[Data for the task — start]
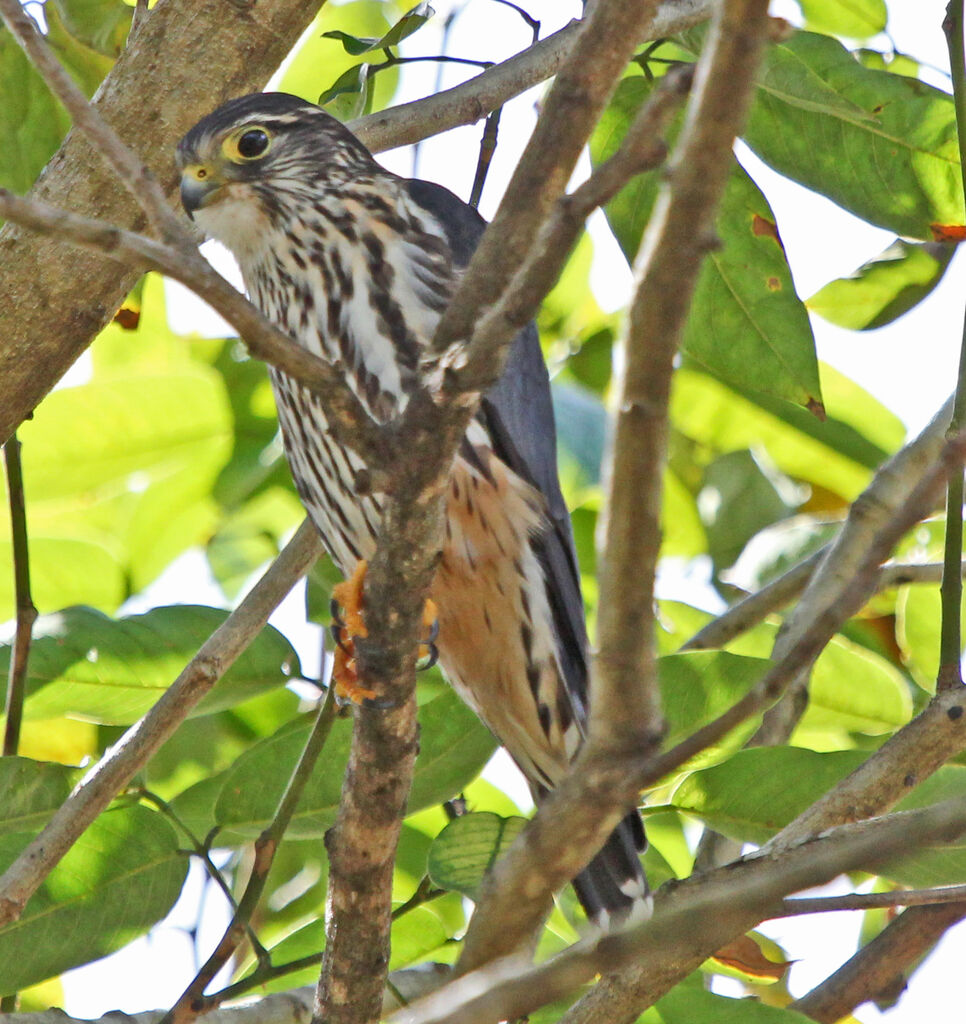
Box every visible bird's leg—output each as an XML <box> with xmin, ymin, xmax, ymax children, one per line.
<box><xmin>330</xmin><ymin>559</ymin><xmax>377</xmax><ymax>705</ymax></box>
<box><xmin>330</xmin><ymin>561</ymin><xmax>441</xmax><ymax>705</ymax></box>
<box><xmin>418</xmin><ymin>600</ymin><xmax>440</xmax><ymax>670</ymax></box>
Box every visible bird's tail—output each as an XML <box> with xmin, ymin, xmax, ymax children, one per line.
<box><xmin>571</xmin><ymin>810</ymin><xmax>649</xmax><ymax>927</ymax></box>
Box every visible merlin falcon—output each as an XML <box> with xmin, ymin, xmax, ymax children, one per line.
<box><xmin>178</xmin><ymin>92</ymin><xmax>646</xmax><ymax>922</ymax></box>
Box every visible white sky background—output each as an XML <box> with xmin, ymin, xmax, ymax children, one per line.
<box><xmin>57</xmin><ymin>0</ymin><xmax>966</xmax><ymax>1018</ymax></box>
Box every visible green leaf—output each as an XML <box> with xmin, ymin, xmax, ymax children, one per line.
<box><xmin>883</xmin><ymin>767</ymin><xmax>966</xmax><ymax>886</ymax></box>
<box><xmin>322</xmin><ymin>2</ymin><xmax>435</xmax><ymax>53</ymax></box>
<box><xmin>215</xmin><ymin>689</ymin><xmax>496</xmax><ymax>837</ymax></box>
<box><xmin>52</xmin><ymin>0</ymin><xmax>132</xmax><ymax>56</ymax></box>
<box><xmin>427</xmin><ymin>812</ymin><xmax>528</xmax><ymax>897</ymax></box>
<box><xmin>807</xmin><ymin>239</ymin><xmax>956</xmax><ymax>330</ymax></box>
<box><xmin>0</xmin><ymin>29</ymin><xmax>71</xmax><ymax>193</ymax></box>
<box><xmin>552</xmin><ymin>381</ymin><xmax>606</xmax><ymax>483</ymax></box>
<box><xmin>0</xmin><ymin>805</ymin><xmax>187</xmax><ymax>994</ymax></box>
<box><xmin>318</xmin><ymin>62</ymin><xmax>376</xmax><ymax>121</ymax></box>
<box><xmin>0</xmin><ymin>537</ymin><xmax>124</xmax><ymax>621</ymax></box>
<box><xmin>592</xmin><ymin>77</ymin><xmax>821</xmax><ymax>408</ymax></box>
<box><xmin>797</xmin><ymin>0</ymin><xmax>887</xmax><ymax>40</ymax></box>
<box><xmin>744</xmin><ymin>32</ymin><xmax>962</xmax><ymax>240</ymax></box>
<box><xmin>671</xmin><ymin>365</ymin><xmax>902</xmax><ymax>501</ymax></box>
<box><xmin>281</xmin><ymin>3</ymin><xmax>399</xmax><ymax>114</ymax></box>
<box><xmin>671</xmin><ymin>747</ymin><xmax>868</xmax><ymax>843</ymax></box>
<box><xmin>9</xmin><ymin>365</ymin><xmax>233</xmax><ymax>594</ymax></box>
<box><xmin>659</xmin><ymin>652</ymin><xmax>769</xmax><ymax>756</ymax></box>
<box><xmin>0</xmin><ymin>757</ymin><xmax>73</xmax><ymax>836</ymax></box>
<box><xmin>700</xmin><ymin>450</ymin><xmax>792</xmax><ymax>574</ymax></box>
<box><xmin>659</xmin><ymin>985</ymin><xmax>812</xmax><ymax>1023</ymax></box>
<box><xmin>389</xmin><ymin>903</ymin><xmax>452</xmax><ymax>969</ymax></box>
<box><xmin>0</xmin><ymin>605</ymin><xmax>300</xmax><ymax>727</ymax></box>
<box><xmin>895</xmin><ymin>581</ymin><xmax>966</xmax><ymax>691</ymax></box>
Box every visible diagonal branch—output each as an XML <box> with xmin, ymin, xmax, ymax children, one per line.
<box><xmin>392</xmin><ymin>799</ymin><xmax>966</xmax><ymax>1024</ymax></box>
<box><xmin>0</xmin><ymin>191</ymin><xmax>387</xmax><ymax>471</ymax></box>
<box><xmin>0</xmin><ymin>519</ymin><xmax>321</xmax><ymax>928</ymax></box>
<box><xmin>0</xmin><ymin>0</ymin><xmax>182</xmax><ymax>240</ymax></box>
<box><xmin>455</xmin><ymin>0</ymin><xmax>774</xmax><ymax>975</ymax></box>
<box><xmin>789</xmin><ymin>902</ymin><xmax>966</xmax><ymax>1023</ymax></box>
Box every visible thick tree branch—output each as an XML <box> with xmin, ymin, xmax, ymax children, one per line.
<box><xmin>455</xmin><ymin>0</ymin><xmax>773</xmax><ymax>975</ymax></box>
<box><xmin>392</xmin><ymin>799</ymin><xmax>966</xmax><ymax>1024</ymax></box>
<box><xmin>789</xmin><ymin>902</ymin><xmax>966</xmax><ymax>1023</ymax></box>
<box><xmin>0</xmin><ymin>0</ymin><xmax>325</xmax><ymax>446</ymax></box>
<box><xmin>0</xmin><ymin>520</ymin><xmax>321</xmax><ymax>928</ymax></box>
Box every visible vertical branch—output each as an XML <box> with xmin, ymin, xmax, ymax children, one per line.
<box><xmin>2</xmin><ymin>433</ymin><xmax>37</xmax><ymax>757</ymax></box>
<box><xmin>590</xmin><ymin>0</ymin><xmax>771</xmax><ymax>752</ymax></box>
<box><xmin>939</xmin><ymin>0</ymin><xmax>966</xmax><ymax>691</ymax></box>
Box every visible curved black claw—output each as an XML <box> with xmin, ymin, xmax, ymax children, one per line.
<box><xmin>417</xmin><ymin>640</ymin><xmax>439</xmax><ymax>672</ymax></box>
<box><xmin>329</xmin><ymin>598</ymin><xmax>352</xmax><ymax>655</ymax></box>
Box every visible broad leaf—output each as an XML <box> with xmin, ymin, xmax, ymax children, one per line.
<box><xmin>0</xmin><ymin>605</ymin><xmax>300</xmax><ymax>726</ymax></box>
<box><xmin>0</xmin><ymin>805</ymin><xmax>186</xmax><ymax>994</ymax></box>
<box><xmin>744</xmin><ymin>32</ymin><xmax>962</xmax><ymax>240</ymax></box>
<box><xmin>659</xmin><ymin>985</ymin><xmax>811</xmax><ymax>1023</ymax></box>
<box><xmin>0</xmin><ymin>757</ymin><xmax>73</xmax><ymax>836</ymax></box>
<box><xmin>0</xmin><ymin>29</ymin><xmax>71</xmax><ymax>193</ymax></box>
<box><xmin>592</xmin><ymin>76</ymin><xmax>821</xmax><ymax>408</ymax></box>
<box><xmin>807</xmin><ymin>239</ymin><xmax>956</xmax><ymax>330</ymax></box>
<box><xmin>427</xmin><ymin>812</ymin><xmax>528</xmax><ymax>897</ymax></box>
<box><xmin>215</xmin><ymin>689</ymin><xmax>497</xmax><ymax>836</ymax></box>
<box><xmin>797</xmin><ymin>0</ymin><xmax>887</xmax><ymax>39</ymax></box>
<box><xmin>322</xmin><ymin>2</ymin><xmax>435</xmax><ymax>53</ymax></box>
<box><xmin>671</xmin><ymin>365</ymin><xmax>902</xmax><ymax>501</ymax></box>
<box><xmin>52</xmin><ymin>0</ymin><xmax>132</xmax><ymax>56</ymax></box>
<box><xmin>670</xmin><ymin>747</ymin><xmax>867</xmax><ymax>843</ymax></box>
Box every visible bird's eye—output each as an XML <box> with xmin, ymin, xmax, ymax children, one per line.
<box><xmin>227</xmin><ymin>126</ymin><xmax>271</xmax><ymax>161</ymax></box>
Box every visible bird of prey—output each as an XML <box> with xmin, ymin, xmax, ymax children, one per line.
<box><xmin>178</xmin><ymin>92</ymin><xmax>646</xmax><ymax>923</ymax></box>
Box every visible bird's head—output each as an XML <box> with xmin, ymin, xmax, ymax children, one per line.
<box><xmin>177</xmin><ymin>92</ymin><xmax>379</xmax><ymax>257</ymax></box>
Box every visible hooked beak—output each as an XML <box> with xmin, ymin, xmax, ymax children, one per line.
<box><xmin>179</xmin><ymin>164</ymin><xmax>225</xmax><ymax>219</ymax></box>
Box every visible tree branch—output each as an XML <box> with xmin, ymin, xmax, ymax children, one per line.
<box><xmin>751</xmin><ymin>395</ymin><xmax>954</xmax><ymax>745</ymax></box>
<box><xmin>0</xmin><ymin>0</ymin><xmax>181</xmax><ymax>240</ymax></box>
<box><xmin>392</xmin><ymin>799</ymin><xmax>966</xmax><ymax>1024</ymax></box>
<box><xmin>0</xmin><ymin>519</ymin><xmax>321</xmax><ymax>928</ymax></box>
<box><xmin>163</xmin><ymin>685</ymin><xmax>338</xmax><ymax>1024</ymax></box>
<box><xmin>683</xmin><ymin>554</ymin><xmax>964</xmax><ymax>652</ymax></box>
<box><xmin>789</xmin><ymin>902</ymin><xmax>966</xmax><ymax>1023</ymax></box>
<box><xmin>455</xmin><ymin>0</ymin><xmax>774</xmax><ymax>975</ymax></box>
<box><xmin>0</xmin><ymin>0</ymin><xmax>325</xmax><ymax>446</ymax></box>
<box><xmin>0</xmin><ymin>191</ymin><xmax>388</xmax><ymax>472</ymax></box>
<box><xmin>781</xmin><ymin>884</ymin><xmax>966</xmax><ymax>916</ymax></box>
[Data for the task — finish]
* **Directions**: This task calls for an exact reproduction of the lines that start at the one containing "Box every visible hooked" and continue to the end of the entries above.

* **Result below**:
Box every visible hooked beak—output each as an XML <box> with xmin, ymin, xmax, ymax children, one per line.
<box><xmin>179</xmin><ymin>164</ymin><xmax>225</xmax><ymax>219</ymax></box>
Box every visible tree branch—output each as an XML <box> with xmin, ymin, xmax, ymax children, one per line.
<box><xmin>751</xmin><ymin>395</ymin><xmax>954</xmax><ymax>745</ymax></box>
<box><xmin>0</xmin><ymin>0</ymin><xmax>181</xmax><ymax>240</ymax></box>
<box><xmin>392</xmin><ymin>799</ymin><xmax>966</xmax><ymax>1024</ymax></box>
<box><xmin>0</xmin><ymin>519</ymin><xmax>321</xmax><ymax>928</ymax></box>
<box><xmin>163</xmin><ymin>685</ymin><xmax>338</xmax><ymax>1024</ymax></box>
<box><xmin>683</xmin><ymin>554</ymin><xmax>964</xmax><ymax>652</ymax></box>
<box><xmin>789</xmin><ymin>902</ymin><xmax>966</xmax><ymax>1023</ymax></box>
<box><xmin>455</xmin><ymin>0</ymin><xmax>774</xmax><ymax>975</ymax></box>
<box><xmin>0</xmin><ymin>0</ymin><xmax>325</xmax><ymax>446</ymax></box>
<box><xmin>0</xmin><ymin>191</ymin><xmax>388</xmax><ymax>472</ymax></box>
<box><xmin>781</xmin><ymin>884</ymin><xmax>966</xmax><ymax>916</ymax></box>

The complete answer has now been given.